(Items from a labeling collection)

· · ·

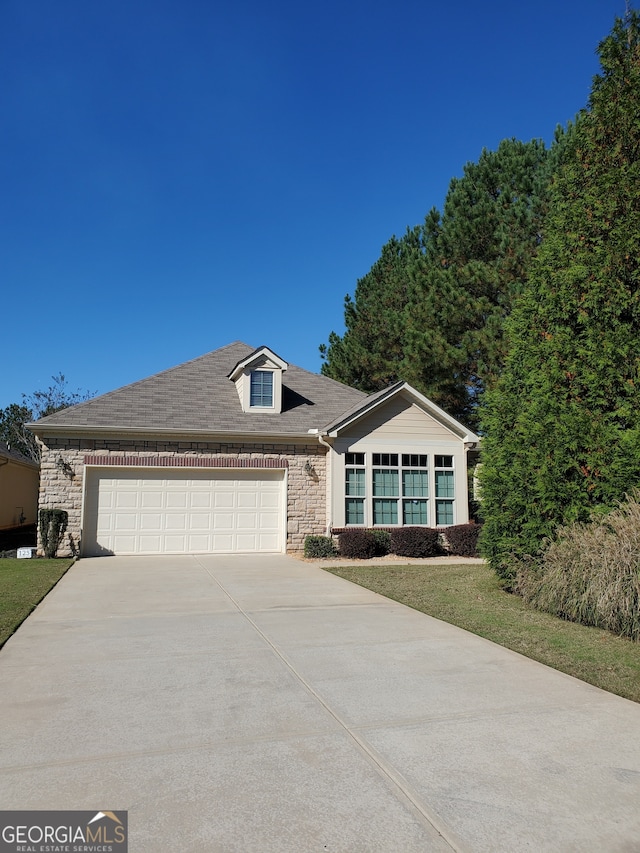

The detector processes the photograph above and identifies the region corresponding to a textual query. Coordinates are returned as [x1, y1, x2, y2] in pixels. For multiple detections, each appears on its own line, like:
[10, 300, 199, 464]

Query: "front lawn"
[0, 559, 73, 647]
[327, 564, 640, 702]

· · ·

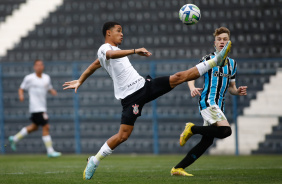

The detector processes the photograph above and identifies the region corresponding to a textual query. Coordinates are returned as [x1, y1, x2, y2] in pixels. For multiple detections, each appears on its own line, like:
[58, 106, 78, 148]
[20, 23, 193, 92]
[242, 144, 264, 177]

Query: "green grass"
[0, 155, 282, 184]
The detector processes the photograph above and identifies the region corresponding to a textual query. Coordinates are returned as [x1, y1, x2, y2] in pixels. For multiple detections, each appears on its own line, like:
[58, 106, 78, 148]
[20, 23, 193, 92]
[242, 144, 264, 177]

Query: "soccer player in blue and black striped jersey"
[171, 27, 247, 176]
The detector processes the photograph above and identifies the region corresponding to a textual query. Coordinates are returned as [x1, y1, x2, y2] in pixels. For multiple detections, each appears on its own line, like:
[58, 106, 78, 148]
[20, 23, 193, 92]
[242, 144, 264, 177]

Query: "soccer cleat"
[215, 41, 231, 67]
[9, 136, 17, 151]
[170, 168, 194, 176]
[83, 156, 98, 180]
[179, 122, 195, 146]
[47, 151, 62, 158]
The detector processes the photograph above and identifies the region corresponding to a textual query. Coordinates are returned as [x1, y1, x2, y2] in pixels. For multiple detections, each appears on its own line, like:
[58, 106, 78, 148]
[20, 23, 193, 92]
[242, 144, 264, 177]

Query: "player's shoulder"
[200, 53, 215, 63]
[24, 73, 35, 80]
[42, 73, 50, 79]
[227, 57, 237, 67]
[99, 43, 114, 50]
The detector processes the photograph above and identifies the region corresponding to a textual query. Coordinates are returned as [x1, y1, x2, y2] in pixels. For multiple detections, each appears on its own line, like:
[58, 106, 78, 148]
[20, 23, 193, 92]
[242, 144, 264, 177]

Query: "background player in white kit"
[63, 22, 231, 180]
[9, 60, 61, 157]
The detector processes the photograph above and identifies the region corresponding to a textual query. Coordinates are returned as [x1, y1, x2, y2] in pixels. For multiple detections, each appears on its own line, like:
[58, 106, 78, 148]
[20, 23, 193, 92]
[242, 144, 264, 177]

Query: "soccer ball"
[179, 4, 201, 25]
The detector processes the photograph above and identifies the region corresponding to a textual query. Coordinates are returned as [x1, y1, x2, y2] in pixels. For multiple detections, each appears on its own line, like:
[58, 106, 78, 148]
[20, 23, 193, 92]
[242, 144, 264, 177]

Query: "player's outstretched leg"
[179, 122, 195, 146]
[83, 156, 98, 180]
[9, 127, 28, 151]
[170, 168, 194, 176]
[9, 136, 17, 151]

· · ·

• [Direction] How many lines in the entries above contain the string "soccer"? Case counts; reply with the number alone.

• [Answer to this task] 3